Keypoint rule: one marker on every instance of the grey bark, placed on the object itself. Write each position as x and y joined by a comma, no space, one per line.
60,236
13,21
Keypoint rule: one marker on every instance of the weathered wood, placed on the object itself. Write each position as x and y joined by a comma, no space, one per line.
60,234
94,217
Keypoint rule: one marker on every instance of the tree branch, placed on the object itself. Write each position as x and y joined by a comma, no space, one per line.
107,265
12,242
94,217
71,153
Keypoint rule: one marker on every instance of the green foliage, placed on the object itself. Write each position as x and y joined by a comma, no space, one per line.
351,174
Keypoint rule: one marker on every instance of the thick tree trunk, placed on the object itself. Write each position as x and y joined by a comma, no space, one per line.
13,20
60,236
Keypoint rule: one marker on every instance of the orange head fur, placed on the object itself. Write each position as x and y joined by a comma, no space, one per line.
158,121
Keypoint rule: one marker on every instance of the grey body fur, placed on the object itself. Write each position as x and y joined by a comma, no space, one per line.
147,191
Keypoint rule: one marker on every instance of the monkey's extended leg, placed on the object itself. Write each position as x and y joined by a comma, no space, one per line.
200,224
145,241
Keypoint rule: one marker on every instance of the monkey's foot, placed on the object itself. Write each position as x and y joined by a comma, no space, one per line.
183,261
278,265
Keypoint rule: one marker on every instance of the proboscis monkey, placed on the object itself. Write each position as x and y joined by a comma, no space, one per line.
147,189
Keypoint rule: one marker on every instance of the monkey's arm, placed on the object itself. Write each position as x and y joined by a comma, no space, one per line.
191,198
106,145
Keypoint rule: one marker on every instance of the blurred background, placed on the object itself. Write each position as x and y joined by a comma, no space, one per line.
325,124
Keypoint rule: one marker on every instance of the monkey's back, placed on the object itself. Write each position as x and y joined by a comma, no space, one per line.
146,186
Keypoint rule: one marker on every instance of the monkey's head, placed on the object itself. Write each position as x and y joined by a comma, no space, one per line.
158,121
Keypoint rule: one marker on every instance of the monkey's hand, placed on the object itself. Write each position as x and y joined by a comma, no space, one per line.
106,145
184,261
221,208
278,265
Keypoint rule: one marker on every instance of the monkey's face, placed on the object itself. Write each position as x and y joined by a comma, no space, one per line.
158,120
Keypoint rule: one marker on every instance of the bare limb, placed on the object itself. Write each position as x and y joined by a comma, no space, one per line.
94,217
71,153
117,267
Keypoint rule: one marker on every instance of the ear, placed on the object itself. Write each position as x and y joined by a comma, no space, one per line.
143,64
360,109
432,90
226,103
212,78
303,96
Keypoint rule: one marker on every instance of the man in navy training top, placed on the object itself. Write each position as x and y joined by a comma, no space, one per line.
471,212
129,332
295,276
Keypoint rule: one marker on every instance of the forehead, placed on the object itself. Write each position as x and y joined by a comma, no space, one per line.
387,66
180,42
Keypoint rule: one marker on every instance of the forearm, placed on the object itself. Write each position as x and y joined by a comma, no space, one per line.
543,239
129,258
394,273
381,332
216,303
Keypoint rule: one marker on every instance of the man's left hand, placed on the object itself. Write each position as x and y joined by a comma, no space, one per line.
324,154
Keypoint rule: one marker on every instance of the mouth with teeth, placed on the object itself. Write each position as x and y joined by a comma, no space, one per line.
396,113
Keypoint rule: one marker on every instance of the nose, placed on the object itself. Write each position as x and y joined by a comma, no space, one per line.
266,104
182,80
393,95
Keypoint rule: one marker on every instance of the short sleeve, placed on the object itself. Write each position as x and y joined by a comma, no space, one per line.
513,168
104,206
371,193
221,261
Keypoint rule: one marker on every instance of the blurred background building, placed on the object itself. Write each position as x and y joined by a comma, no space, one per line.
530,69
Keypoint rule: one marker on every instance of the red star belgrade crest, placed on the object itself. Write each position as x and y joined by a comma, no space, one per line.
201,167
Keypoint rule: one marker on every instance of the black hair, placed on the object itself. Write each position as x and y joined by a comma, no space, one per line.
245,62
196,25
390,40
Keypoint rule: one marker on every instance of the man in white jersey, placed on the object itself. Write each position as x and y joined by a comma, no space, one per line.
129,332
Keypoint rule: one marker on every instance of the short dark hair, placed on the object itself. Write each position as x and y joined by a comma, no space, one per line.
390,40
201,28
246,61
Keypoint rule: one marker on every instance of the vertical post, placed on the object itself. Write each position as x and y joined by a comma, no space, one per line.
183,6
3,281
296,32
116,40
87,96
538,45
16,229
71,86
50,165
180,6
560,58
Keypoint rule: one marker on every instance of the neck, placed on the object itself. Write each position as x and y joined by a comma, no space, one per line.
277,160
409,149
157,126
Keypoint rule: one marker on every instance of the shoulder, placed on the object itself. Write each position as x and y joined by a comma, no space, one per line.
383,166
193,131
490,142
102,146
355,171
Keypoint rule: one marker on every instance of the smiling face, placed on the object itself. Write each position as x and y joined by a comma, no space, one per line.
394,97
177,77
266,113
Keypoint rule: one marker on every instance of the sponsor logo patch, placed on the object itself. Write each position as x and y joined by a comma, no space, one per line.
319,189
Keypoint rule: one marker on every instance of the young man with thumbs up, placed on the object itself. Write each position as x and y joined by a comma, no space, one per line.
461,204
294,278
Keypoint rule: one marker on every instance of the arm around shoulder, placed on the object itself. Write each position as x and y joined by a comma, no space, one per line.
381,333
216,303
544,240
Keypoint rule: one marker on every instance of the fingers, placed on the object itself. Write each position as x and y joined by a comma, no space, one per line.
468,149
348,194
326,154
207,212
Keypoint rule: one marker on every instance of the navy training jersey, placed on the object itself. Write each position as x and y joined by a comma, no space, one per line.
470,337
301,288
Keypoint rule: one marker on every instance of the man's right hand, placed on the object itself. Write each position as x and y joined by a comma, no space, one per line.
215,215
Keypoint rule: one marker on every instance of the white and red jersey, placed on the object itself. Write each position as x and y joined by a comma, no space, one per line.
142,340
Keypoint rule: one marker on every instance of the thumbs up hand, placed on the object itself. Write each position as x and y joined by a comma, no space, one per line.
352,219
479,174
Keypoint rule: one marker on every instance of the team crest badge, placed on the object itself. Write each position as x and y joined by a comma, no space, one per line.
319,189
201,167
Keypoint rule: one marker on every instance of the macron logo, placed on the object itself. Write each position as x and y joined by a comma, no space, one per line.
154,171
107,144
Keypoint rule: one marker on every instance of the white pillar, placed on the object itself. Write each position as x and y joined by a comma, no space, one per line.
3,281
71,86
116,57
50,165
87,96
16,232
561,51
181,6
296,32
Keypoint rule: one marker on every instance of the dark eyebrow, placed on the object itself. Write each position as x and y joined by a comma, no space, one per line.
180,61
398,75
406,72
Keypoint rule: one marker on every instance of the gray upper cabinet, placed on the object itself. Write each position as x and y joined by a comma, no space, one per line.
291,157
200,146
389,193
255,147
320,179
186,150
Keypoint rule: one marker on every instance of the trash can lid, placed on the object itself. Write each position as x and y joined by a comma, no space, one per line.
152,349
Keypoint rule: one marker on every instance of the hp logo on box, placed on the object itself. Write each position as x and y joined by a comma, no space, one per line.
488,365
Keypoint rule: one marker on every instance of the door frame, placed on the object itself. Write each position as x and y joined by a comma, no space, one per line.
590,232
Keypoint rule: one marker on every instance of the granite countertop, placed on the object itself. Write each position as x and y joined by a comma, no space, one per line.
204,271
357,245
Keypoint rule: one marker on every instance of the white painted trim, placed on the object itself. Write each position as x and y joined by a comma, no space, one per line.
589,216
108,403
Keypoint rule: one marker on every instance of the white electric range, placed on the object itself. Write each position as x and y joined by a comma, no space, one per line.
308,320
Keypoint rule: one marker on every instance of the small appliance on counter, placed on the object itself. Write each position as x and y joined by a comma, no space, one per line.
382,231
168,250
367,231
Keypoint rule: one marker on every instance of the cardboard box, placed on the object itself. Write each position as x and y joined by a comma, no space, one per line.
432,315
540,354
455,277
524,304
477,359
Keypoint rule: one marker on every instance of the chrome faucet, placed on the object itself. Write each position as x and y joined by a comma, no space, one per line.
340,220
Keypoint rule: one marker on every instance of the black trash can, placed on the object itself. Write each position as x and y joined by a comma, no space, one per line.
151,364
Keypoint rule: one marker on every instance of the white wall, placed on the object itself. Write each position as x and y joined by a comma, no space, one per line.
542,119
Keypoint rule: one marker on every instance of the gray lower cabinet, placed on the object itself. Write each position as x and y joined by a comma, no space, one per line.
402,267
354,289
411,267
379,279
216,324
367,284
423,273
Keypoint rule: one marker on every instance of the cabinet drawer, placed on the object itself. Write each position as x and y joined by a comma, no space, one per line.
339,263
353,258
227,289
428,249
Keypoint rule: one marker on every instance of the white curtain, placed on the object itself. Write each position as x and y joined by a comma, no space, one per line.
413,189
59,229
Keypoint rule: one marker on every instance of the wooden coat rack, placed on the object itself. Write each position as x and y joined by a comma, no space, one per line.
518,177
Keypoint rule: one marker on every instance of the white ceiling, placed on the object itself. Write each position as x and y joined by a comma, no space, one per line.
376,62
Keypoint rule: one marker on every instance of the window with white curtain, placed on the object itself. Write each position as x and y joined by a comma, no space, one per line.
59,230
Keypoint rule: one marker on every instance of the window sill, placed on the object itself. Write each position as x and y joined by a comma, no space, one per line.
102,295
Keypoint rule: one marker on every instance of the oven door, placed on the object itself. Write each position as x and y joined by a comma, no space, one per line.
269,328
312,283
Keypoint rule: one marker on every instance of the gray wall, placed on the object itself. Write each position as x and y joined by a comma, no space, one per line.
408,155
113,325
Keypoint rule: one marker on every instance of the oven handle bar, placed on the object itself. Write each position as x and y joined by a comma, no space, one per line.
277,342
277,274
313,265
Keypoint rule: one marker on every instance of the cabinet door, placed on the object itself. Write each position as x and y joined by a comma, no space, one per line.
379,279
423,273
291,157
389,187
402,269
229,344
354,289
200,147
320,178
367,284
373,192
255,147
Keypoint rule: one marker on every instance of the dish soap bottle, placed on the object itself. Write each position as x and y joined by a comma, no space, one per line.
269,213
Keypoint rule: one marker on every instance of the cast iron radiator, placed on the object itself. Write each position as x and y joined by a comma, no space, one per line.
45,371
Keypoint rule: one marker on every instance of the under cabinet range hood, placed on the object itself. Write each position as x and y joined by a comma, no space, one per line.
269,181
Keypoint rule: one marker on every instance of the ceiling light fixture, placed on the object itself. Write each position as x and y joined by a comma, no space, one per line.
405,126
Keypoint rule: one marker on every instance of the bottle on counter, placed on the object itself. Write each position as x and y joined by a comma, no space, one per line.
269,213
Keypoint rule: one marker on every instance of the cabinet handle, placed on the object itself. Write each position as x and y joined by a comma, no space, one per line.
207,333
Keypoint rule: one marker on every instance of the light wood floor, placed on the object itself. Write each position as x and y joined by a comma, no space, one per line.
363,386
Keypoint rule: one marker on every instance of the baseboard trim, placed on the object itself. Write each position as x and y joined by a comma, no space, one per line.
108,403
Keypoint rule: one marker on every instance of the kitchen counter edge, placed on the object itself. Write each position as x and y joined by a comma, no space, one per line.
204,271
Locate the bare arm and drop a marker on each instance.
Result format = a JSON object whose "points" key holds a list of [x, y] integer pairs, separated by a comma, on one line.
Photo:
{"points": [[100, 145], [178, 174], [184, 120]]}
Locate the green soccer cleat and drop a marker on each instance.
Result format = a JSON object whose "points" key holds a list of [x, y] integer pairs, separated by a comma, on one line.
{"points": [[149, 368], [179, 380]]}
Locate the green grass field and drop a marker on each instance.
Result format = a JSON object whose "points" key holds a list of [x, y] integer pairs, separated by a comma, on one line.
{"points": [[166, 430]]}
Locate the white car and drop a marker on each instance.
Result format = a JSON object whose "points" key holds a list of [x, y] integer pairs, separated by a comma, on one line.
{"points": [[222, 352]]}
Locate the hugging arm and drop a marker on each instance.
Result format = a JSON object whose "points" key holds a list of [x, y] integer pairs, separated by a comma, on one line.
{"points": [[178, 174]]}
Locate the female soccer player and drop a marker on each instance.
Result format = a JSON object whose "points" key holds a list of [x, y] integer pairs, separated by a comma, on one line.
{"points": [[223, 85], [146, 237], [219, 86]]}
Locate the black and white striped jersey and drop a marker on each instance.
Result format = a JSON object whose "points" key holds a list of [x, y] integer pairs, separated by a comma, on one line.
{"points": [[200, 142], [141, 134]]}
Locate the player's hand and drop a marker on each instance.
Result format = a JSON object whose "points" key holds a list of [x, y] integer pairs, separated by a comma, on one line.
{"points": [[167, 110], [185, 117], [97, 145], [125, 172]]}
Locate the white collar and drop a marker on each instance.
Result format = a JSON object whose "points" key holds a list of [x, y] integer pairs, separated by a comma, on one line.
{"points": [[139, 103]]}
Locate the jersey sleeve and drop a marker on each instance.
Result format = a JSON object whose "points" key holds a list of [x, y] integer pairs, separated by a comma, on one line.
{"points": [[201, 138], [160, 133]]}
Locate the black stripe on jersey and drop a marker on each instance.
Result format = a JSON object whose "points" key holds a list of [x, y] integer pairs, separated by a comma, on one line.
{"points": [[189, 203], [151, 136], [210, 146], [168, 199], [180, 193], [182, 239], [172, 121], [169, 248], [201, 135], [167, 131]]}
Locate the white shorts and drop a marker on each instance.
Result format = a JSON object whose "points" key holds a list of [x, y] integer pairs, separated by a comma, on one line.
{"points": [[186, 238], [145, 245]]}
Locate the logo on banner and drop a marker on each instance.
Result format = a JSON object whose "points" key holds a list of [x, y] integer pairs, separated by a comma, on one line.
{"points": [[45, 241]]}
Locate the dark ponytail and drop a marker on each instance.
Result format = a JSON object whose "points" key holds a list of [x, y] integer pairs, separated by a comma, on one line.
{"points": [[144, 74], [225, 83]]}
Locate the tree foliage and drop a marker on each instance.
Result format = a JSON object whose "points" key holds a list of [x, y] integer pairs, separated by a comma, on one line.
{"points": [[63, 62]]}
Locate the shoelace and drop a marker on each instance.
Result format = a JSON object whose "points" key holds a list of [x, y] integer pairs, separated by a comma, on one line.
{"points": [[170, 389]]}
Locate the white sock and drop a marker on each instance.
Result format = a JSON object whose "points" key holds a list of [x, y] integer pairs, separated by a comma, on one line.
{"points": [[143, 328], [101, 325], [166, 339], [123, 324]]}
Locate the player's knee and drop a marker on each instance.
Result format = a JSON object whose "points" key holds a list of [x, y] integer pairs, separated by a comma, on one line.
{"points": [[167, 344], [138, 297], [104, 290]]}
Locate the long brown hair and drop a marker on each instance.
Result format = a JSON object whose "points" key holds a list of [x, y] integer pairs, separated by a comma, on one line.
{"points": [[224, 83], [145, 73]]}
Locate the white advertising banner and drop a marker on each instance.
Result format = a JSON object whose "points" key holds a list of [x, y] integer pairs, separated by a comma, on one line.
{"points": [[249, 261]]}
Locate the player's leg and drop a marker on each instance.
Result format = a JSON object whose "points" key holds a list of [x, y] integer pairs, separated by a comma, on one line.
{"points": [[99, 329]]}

══════════════════════════════

Would you retype exactly the lines above, from the line with "Locate the black and" to the line with "Locate the white shorts", with both end lines kept and nothing more?

RESPONSE BOX →
Locate the black and white striped jersey and drop a marker on each instance.
Result format = a JSON object whose "points" key holds a list of [x, y] integer pairs, separated by a comma, on one line.
{"points": [[200, 142], [141, 134]]}
Locate the player's hand and drop a marker on each instance.
Result format = a JSON object whose "points" key holds a list of [x, y] integer pairs, separated by a comma, on one line.
{"points": [[167, 110], [185, 117], [97, 145], [125, 172]]}
Locate the white collar and drop a marker on each instance.
Result format = a JSON object whose "points" key holds a list of [x, y] integer pairs, separated by a comma, on one line.
{"points": [[139, 103]]}
Locate the jersey sleeve and drop a marker on each instance.
Result format = a JSON object whose "points" key holds a list of [x, y] integer pairs, separated by a comma, on one line.
{"points": [[201, 138], [160, 133]]}
Locate the black stripe on jersey and drop a marker on each instance.
Result format = a JSON object whose "points" key holds a list of [x, y] integer pairs, separated by a comma, on one line.
{"points": [[189, 203], [151, 136], [210, 146], [168, 199], [180, 193], [182, 239], [172, 121], [169, 248], [201, 135], [167, 131]]}
Locate the white shorts and drop a marker on each instance.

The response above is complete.